>> BEGIN Data for processing

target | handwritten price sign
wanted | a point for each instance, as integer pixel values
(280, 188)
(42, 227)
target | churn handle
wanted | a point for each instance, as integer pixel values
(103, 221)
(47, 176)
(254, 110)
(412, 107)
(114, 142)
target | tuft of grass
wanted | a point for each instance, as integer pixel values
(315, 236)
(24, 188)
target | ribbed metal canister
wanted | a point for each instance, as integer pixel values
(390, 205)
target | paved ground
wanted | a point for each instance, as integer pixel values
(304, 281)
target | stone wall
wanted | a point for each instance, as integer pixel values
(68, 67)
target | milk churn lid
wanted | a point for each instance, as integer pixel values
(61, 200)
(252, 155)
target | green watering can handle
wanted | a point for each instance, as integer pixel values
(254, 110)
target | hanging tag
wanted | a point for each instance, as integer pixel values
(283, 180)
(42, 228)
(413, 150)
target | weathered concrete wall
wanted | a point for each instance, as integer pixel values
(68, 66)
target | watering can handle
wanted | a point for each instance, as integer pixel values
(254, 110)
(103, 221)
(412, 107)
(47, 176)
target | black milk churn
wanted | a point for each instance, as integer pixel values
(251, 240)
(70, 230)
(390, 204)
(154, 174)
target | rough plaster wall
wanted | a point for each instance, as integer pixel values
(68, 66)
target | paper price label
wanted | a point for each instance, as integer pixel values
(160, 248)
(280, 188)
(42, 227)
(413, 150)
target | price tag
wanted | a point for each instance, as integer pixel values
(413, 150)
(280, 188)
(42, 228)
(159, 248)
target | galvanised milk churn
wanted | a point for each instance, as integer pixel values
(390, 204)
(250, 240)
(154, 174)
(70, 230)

>> END Data for processing

### [What the exercise asks]
Can you write out all of the items above again, word for word and unchanged?

### [Exercise output]
target | handwritten price sign
wanted | a point for each instance, as integer pixel values
(280, 188)
(42, 227)
target | churn handle
wanted | a point for each instance, as integer pixel values
(103, 221)
(47, 176)
(254, 110)
(412, 107)
(114, 142)
target | tuft of grass
wanted | a point for each instance, as integer pixel values
(315, 236)
(24, 188)
target | ribbed metal canister
wanted | a point for each instance, as integer pixel values
(390, 205)
target | paved ground
wanted | a point for each instance, as integer pixel values
(304, 281)
target | stone wall
wanted | a point for each instance, as integer pixel values
(68, 67)
target | milk churn lid
wanted | a point for each instance, as integer pixel values
(61, 200)
(252, 155)
target | green watering can handle
wanted | a point for each instance, as integer pixel values
(254, 110)
target | hanging tag
wanted | a point for each instance, as integer pixel values
(283, 180)
(42, 228)
(413, 150)
target | weathered concrete wall
wanted | a point for each instance, as integer pixel values
(68, 66)
target | watering can handle
wanted | a point for each instance, as integer pixel values
(254, 110)
(103, 221)
(412, 107)
(47, 176)
target | black milk churn
wanted | a point for each instance, as integer pixel values
(251, 240)
(70, 230)
(390, 204)
(154, 174)
target | rough plaster wall
wanted | a point for each instance, as integer pixel values
(68, 66)
target | paper price label
wanted | a point for each instance, as integer pixel values
(160, 248)
(280, 188)
(42, 227)
(413, 150)
target | price tag
wanted | a point for each instance, as integer pixel values
(413, 150)
(280, 188)
(42, 228)
(159, 248)
target | galvanised milk churn
wanted | a point for each instance, as integer pixel values
(390, 204)
(250, 240)
(154, 174)
(70, 230)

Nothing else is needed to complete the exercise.